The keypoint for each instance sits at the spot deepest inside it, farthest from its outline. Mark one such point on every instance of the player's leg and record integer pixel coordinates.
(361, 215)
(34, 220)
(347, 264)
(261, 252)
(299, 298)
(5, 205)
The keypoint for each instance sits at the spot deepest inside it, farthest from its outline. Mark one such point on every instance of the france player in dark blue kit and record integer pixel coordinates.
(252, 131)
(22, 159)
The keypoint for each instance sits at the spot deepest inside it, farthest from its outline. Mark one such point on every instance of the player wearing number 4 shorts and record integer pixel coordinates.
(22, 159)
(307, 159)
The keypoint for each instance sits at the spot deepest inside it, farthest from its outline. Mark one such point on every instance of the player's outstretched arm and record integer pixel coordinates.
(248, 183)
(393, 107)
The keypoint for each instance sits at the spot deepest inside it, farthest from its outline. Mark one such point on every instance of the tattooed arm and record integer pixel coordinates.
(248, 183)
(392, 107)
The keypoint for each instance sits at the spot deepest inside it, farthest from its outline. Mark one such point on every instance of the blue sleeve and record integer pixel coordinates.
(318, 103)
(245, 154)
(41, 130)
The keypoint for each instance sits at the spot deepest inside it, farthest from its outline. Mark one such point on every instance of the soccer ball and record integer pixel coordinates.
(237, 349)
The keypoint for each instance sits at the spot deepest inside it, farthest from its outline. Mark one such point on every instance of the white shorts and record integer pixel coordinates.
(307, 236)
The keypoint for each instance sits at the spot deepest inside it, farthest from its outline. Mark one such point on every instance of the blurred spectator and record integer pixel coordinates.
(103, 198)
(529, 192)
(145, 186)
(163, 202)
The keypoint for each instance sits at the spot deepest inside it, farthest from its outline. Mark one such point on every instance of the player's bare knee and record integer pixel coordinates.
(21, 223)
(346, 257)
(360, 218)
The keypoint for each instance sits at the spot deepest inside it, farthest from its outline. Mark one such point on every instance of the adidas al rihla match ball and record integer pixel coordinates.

__SET EXERCISE__. Beginning at the line that contains "knee and record integer pixel coordinates." and continuing through the end of the records, give those lines as a JSON list of strings, one string per line, with any blank lines omitted.

__SOLUTION FOR THIS PROBLEM__.
[
  "The keypoint for each instance sits at the spot deepest inside it, farthest from its outline. Mark one such point on every instance of the player's bare knee and record integer pixel coordinates.",
  "(21, 223)",
  "(346, 257)",
  "(360, 218)",
  "The keypoint for each instance sits at the spot deepest inside it, farthest from its outline. Mark one such point on every instance of the adidas al rihla match ball and record integer pixel coordinates."
]